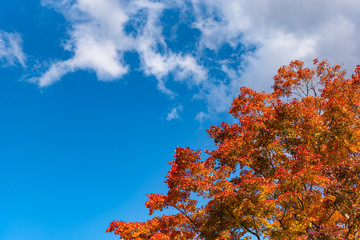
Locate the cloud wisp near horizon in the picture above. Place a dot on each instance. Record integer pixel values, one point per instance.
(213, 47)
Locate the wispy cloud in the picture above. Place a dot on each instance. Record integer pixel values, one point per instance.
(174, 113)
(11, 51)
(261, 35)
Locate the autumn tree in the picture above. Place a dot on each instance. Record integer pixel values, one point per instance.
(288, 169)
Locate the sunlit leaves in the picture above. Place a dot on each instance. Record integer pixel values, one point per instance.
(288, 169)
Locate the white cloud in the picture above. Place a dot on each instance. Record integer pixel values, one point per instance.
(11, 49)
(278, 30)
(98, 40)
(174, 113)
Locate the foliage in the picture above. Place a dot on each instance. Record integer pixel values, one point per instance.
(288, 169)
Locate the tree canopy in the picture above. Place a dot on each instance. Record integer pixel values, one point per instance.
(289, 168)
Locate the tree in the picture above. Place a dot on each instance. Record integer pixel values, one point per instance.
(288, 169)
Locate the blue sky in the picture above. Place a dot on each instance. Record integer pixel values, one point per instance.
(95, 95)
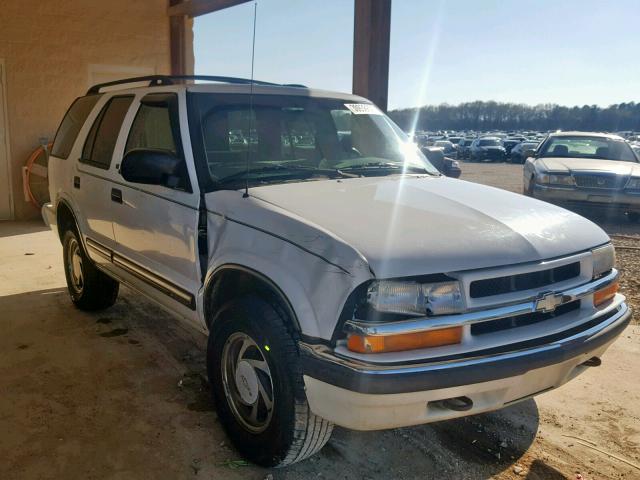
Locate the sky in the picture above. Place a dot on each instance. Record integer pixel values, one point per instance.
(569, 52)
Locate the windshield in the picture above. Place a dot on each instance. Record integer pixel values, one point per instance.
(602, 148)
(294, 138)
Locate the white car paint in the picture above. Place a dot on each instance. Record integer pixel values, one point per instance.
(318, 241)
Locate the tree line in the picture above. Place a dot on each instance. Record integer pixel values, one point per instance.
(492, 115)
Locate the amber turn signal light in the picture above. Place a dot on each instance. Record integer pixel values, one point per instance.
----
Work to complete:
Copy the listing again from the line containing "Locate the autumn" through the end of the listing, both ends included, and keep each request. Multiply every pixel coordinate in the answers by 0.25, round each result to a whole number with halves rounded up, and leave out the pictures.

Output of the task:
Locate the autumn tree in the picture above. Place a dot on each instance. Record integer pixel values, one point per instance.
(72, 42)
Locate the sunlit leaves in the picture above. Place a dot on each instance. Record integer pixel values, one point per instance.
(72, 42)
Locate the white cloud in the picture above. Place a dot on each instance. Record integer pixel values, one point per instance.
(3, 12)
(70, 8)
(25, 10)
(44, 28)
Locate the foliage in the picture above. Place a dot on each instance. Record integer pixel values, one point per instance.
(72, 42)
Locate the tree canopy in the picture above. Place a dot on each instance. Record integer pixel values, one point per instance.
(72, 42)
Locate the tree in the picture above. Place a dot on each instance. Record integer pixel values, one point per instance.
(72, 42)
Locate the blue sky in the picture above. Place a dot on each instance. Record integer pixel values, one point per instance.
(24, 24)
Locate the sky in the picture above. Place a dot on each instance. Record integer pixel values, one point per instance.
(142, 13)
Locate the windshield in the picture above. Place a dot on each instance. Record integer pixel values, one point per instance.
(151, 37)
(74, 35)
Locate the white car paint in the picture above. Place a dot on each instance. Record integer pixel values, one point per instance.
(80, 60)
Locate the tree line in the picture above. Place a dot on each instance. Record integer pixel values, one point per instance.
(123, 29)
Locate the amber turn signal light in the picture above. Place a dot on each instance. Record integer pixel values, one point per instance.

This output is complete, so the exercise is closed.